╭─ RAW RECORDS

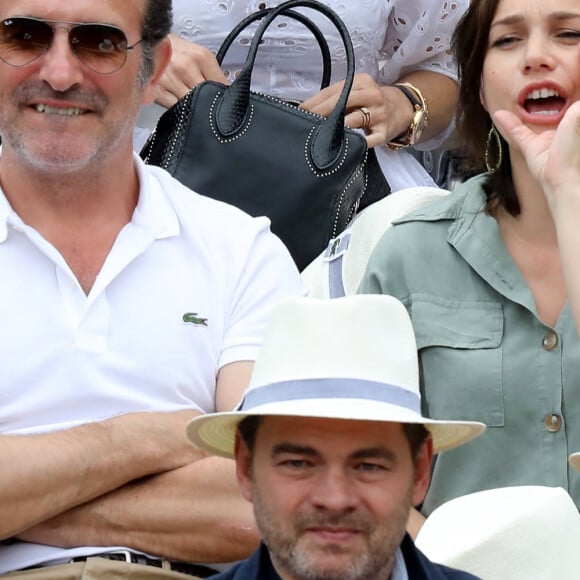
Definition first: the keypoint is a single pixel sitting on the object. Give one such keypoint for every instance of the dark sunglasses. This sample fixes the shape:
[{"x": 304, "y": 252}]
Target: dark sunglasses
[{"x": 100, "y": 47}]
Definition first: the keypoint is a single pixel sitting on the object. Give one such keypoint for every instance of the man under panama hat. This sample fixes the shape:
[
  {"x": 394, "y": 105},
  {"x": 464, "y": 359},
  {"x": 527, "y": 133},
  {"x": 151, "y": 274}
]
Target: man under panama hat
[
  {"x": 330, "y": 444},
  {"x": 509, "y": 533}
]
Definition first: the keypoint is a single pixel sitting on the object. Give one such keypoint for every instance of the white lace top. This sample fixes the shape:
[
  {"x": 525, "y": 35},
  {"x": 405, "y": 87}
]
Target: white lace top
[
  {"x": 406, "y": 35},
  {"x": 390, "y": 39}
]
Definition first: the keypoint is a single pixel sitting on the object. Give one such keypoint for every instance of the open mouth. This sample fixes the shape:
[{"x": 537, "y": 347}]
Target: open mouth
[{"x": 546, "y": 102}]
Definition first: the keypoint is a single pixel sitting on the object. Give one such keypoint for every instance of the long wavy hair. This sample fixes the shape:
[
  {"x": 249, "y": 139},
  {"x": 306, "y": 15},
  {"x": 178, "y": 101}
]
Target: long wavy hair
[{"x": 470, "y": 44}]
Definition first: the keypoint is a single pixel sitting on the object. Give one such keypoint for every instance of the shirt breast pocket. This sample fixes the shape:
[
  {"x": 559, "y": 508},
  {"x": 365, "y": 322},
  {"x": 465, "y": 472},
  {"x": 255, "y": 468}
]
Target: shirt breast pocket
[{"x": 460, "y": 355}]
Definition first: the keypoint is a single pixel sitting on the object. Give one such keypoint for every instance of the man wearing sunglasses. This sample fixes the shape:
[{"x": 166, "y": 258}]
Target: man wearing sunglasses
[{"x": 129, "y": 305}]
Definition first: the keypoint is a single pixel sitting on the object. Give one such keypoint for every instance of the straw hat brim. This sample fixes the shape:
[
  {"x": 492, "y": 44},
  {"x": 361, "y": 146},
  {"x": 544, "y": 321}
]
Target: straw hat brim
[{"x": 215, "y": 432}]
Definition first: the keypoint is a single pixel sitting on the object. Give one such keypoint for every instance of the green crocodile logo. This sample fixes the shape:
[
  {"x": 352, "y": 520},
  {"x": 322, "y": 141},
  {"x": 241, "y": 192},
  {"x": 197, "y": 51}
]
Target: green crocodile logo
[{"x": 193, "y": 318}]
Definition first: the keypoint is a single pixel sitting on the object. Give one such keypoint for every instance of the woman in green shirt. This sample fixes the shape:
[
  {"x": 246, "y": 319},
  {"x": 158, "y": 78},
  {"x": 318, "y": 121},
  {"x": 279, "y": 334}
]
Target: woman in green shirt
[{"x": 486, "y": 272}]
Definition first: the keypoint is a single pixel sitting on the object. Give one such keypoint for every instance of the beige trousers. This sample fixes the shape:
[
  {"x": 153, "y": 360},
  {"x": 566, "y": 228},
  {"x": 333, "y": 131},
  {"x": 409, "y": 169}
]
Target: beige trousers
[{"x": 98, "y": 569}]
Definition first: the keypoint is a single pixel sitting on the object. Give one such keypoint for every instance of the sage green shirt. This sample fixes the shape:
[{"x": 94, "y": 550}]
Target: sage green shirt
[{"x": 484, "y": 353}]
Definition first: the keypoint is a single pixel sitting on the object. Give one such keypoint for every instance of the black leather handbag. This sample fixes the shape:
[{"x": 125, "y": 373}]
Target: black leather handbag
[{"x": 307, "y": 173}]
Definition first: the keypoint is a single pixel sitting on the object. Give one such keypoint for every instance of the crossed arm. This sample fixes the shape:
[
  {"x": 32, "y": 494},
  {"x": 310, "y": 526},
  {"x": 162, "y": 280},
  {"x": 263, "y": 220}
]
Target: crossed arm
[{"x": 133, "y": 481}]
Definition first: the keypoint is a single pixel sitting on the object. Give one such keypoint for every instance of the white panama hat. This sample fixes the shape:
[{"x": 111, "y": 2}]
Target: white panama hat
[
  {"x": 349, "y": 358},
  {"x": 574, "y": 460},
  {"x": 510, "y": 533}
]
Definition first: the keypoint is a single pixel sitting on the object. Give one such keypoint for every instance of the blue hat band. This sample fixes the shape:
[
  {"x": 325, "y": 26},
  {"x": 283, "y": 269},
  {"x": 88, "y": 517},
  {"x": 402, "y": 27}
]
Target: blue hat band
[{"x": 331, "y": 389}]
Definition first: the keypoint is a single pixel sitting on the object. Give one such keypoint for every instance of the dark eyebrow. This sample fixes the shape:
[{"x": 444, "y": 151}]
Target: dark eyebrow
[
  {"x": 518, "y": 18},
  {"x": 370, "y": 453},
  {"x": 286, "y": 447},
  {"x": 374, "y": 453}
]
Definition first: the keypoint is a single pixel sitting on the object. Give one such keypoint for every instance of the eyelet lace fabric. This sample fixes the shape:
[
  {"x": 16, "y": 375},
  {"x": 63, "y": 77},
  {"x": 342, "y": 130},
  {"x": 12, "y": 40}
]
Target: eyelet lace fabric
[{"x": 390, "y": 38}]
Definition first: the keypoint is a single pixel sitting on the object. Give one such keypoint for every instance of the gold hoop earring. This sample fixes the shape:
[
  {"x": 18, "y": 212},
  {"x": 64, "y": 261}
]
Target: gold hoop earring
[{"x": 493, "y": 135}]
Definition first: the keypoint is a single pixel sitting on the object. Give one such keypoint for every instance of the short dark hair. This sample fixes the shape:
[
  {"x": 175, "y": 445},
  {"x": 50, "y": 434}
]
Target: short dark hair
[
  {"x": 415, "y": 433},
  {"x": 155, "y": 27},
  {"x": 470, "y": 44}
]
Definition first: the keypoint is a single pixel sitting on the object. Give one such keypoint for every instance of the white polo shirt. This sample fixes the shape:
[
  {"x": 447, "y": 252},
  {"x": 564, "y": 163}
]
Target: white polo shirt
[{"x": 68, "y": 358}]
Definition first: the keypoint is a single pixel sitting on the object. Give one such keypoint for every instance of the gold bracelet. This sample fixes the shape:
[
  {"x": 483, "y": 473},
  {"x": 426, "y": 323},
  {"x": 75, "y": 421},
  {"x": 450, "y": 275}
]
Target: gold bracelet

╰─

> _EXERCISE_: Write out every line above exactly as it is, leaving out the pictures.

> _TASK RESPONSE_:
Definition first: the keypoint is a single pixel sitting on the object. Give one such keypoint for every instance of the dark sunglasses. This sample fixes the shape:
[{"x": 304, "y": 252}]
Target: dark sunglasses
[{"x": 100, "y": 47}]
Definition first: the keypoint is a single pixel sitting on the object. Give one such keypoint for every instance of the man under panama hat. This sample fixes the shape:
[
  {"x": 394, "y": 105},
  {"x": 464, "y": 359},
  {"x": 527, "y": 133},
  {"x": 151, "y": 274}
]
Target: man under panama hat
[
  {"x": 330, "y": 444},
  {"x": 509, "y": 533}
]
Definition first: the keypoint is a single pixel sitting on the object. Give one such keypoint for every instance of the white lace top. This sample fixes the shape:
[
  {"x": 525, "y": 35},
  {"x": 405, "y": 87}
]
Target: white lace top
[
  {"x": 406, "y": 35},
  {"x": 390, "y": 39}
]
Definition first: the keypoint is a single pixel sitting on the object. Give one such keypoint for every instance of the open mouth. This sample fixes the shape:
[{"x": 537, "y": 347}]
Target: open mouth
[{"x": 546, "y": 102}]
Definition first: the keypoint is a single pixel sitting on the object. Give one such keypoint for every instance of the long wavy hair. This sample fixes the shape:
[
  {"x": 249, "y": 139},
  {"x": 306, "y": 15},
  {"x": 178, "y": 101}
]
Target: long wavy hair
[{"x": 470, "y": 44}]
Definition first: the keypoint is a single pixel sitting on the object. Give one such keypoint for every instance of the shirt breast pocket. This sample fixes the shape:
[
  {"x": 559, "y": 508},
  {"x": 365, "y": 322},
  {"x": 465, "y": 472},
  {"x": 255, "y": 468}
]
Target: shirt breast pocket
[{"x": 460, "y": 355}]
Definition first: the keypoint is a single pixel sitting on the object. Give one such keypoint for every instance of the man wearing sunglasses. This sample fixes the shape:
[{"x": 166, "y": 258}]
Target: man wearing sunglasses
[{"x": 129, "y": 305}]
Definition first: the keypoint is a single pixel sitting on the object. Give one such keypoint for every instance of the straw hat brim. This sample fixes the shape:
[
  {"x": 492, "y": 44},
  {"x": 361, "y": 146},
  {"x": 544, "y": 321}
]
Target: straw hat brim
[{"x": 215, "y": 432}]
Definition first: the keypoint is a single pixel sitting on the object. Give one such keypoint for every instance of the green crocodile logo. This sample fixes the shape:
[
  {"x": 352, "y": 520},
  {"x": 322, "y": 141},
  {"x": 241, "y": 192},
  {"x": 197, "y": 51}
]
Target: green crocodile logo
[{"x": 193, "y": 318}]
Definition first: the keypoint is a single pixel sitting on the object. Give one such keypoint for every instance of the woman in green shirt. This sample fixes the shape:
[
  {"x": 246, "y": 319},
  {"x": 158, "y": 78},
  {"x": 318, "y": 121},
  {"x": 279, "y": 334}
]
Target: woman in green shirt
[{"x": 486, "y": 272}]
Definition first: the keypoint is a single pixel sitting on the object. Give one such keypoint for every instance of the beige trousers. This sample fixes the shape:
[
  {"x": 153, "y": 360},
  {"x": 566, "y": 228},
  {"x": 333, "y": 131},
  {"x": 409, "y": 169}
]
Target: beige trousers
[{"x": 98, "y": 569}]
Definition first: the keypoint is a single pixel sitting on the object. Give one such keypoint for every instance of the sage green shirt. This sample fixes the shape:
[{"x": 94, "y": 550}]
Target: sage green shirt
[{"x": 484, "y": 353}]
Definition first: the keypoint is a single pixel sitting on the object. Give one such keypoint for every instance of the black leather handbag. This sample fixes the shape:
[{"x": 125, "y": 373}]
Target: black leather handbag
[{"x": 307, "y": 173}]
Definition first: the keypoint is a single pixel sitting on the object. Give one such keypoint for every instance of the crossed arm. This sample fixes the shape:
[
  {"x": 32, "y": 494},
  {"x": 310, "y": 526},
  {"x": 162, "y": 280},
  {"x": 263, "y": 220}
]
Target: crossed arm
[{"x": 133, "y": 481}]
Definition first: the keypoint is a single pixel sitting on the object. Give one such keypoint for every instance of the white panama hat. This sample fixes the shape:
[{"x": 111, "y": 2}]
Target: white panama hat
[
  {"x": 349, "y": 358},
  {"x": 574, "y": 460},
  {"x": 510, "y": 533}
]
Definition first: the keypoint is a single pixel sitting on the object. Give one such keypoint for every instance of the blue hat band. This sample fixes the shape:
[
  {"x": 325, "y": 26},
  {"x": 283, "y": 269},
  {"x": 88, "y": 517},
  {"x": 402, "y": 27}
]
Target: blue hat band
[{"x": 331, "y": 389}]
Definition first: the keypoint is a single pixel sitting on the object. Give one such keypoint for every instance of the dark eyebrow. This sample fixes the shape:
[{"x": 444, "y": 151}]
Target: dark eyebrow
[
  {"x": 518, "y": 18},
  {"x": 370, "y": 453},
  {"x": 286, "y": 447},
  {"x": 374, "y": 453}
]
Definition first: the keypoint is a single pixel sitting on the object. Give one such keypoint for every instance of the eyelet lace fabric. This sample fixes the shape:
[
  {"x": 16, "y": 375},
  {"x": 63, "y": 77},
  {"x": 342, "y": 130},
  {"x": 12, "y": 40}
]
Target: eyelet lace fabric
[{"x": 390, "y": 38}]
Definition first: the keypoint is a single pixel sitting on the object. Give one such keypoint for every instance of the gold hoop earring. This sample fixes the shape:
[
  {"x": 18, "y": 212},
  {"x": 64, "y": 261}
]
Target: gold hoop earring
[{"x": 493, "y": 135}]
Definition first: the keypoint is a single pixel sitting on the object. Give one such keypoint for every instance of the short dark hair. This sample fixes the shape:
[
  {"x": 175, "y": 445},
  {"x": 50, "y": 434}
]
Target: short dark hair
[
  {"x": 415, "y": 433},
  {"x": 155, "y": 27},
  {"x": 470, "y": 44}
]
Definition first: the keypoint is a single pixel sitting on the object. Give one such keypoint for every instance of the white polo shirt. This sample fixes the shape:
[
  {"x": 447, "y": 252},
  {"x": 564, "y": 163}
]
Target: white polo shirt
[{"x": 68, "y": 358}]
Definition first: the keypoint is a single pixel sitting on the object. Give one such keypoint for every instance of the gold bracelet. This sample fixes the shape:
[
  {"x": 483, "y": 473},
  {"x": 426, "y": 323},
  {"x": 75, "y": 421},
  {"x": 450, "y": 275}
]
Target: gold bracelet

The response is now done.